## BRIEF
Extend the forum thread about working with Homespun yarn, picking up right after its last line.

— start of ARTICLE —

So far I've made 4 and 1/2 60" garter-stitch shawls from Homespun and have had no trouble with it (except for unraveling fringes. My thanks to the knitter in this thread who suggested knotting each fringe. I will do that as the shawls I've made are for this year's Christmas presents and there is still time.) I learned an unusual and probably inefficient style of knitting that may have made the difference. First off, I have to use 14" needles. I prop up my right hand needle against my lower abdomen, which leaves my right hand free to manipulate the yarn in a loose way. And my knit stitches are also loose--I have to knit with smaller needles than called for to get the right gauge on projects when gauge is important. I can knit quite fast this way, and the Homespun yarn handles very nicely. Someday I'll learn to hold the needles properly (I hope), because my way doesn't work with circular needles, alas.


----------



## MaryLouise Gossum (Sep 1, 2014)

I belong to a church prayer shawl group and use nothing but Homespun. Love it!


----------



## tat'sgran (Dec 13, 2011)

Personally have used this product for throws and did not find it so troublesome.. however like others have stated, it is hard to frog so be sure to knit carefully..xo


----------



## carmenl (Jan 30, 2011)

I agree with oddbodkin. As to the fringe problem, either don't use it or use a different type yarn in a color that blends. I think fringe gets in the way anyway.


----------



## grammyv (Feb 11, 2011)

I've used Homespun for years: 2 doz. + Prayer shawls, two afghans, and a couple of lap robes. I like it!
I find it interesting that there are such diverse opinions. I personally hope that Lion never changes/discontinues Homespun.
I am curious if it makes a difference as to whether people "pull from the center of the skein" or "unwind from the outside". Does that make a difference in how the yarn works for them?

Just askin', . . . .
Keep calm and keep knitting.

P.S. I thought the business reply was polite and to the point. Customer service is a HARD JOB!


----------



## immunurse (May 2, 2011)

Dear farmkiti,

Thanks for going to the trouble of writing to Lion Brand and sharing your correspondence.

I won't ever use Homespun again b/c, besides using fabric glue on every loose end, I can't figure out how to keep them from poking out. It makes a VERY nice, soft, fluffy fabric, but it isn't worth the hassle, to me.

I find no fault with Lion Brand's response to your letter. This is perfect example of how a free market economy is self-correcting. As long as they can sell enough Homespun to make a fair profit, there's no reason for them to quit making it or change the things that a lot of people do like about it. If or when they can no longer sell enough of it to be worth their while they will stop.


----------



## SallyAnn (Apr 21, 2011)

I'm crocheting an afghan with Homespun and love the way it works up. What's done is nice and soft and will be so snuggly. I'm using a "J" hook.


----------



## sibergirl (May 4, 2011)

— end of ARTICLE —
— start of DATA SHOWN —

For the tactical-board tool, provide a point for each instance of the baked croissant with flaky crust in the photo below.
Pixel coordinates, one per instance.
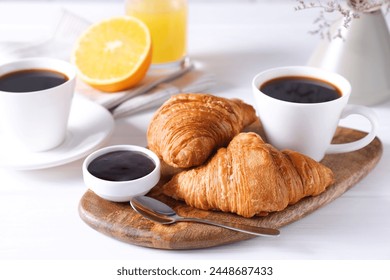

— end of DATA SHOWN —

## FINAL ANSWER
When my Mom was in the nursing home, I used to knit her lapghans with 4 strands of Homespun on sz 50 needles. Simple pattern, fast to complete. Never had a problem. However, I don't think I would ever attempt to use it with small needles or a complex pattern.


----------



## astrobooks (Apr 23, 2013)

Homespun yarn has pretty colors anddoes well with simple patterns on larger needles. I've knitted many beginner scarves and crocheted them together to make an apfghan.I
agree, the fringe disintegrates after washing. If I want
to make something 'nicer', I always use wool, alpaca, silk,
cotton, cashemre....not acrylic yarn...it's 'cheap' yarn.


----------



## OddBodkin (Nov 18, 2013)

WeaverBird21 said:


> I prop up my right hand needle against my lower abdomen, which leaves my right hand free to manipulate the yarn in a loose way. And my knit stitches are also loose--I have to knit with smaller needles than called for to get the right gauge on projects when gauge is important. I can knit quite fast this way, and the Homespun yarn handles very nicely. Someday I'll learn to hold the needles properly (I hope), because my way doesn't work with circular needles, alas.


Actually, that's the way I knit on straight needles, too, so maybe that helped me to deal with the Homespun yarn better since it does seem to be looser. I thought I was the only one who did that, and I thought it was because I was a left hander who had to learn to knit right handed. I just found a way to make it easier.

I don't use straight needles much any more, though. I've since learned to knit with circular needles, and I love them. With those, I taught myself to knit continental style, which wasn't as difficult as I had been thinking it would be. I crochet and the continental style seemed to come easily after I realized how close to crochet the movements are. I've used circular needles exclusively for about a year.

Give me a pair of straight needles, though, and I'd probably be back to propping and throwing.

For what it's worth, discussions on this forum about the virtues of using circular needles and continental style provided the tipping point for me and nudged me into the decision to learn them. Thank you to those who chime in about their advantages each time it's discussed, usually at least once a week. Seeing it so often made me wonder what I was missing out on.


----------



## suehoman (Apr 24, 2011)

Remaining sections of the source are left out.